■ **What needs to be done**
Your task is to copy every line of the records below that contains "above".

■ **Exercise material**
━━━━━━━━━━━━━━━━━━━━━━━━━━━━━━

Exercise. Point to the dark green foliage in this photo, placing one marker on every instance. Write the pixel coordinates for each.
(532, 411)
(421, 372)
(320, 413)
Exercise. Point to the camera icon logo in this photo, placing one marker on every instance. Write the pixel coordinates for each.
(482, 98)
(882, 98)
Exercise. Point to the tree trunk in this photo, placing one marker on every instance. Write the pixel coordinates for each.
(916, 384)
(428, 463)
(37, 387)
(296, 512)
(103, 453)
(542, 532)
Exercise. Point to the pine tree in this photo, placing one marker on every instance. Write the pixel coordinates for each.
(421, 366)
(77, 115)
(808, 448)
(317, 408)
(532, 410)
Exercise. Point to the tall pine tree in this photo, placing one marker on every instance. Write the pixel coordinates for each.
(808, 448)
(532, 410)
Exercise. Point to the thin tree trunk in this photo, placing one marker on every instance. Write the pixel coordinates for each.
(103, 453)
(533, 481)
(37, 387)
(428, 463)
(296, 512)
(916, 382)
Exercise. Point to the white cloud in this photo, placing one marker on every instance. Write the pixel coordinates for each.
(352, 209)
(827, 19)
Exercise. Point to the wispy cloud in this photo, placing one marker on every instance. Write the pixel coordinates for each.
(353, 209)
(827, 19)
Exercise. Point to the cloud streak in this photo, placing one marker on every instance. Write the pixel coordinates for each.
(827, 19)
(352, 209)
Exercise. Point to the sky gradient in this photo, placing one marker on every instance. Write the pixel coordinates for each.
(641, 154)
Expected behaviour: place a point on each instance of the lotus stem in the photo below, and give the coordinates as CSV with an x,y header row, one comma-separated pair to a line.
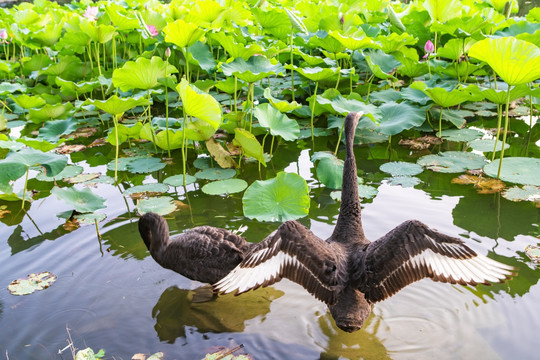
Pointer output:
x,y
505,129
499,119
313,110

━━━━━━━━━━━━━━━━━━━━━━━━━━━━━━

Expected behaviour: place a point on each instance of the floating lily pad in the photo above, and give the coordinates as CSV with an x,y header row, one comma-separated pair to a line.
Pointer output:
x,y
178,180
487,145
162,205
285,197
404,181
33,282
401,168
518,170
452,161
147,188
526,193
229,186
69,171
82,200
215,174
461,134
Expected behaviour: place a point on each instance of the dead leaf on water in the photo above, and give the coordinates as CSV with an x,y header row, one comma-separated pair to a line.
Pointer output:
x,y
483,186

━━━━━━━━━━━━━━━━━━━━━━━━━━━━━━

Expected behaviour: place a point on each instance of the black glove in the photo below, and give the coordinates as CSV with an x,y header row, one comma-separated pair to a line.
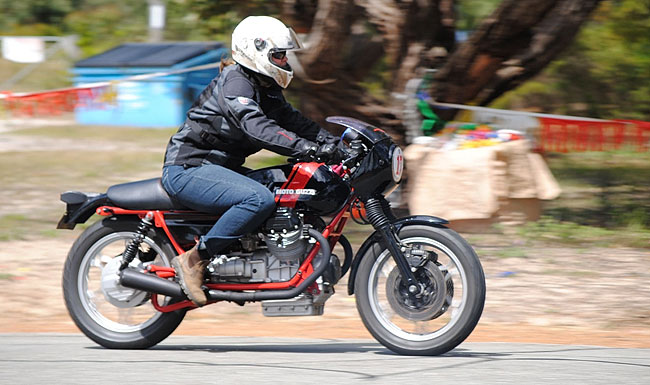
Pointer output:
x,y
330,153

━━━━━━━━━━━━━━━━━━━━━━━━━━━━━━

■ **Output for this task**
Expected behaviour: place a point on each instance of the floating lily pad in the photo above, and give the coordinates as CSV with an x,y header row, one comma-separated pair to a line.
Expected behaviour: place a point on each instance of the dead leaf on water in the photo above, and give the coordinates as CSV with an x,y header row, one comma-separated pair to a line.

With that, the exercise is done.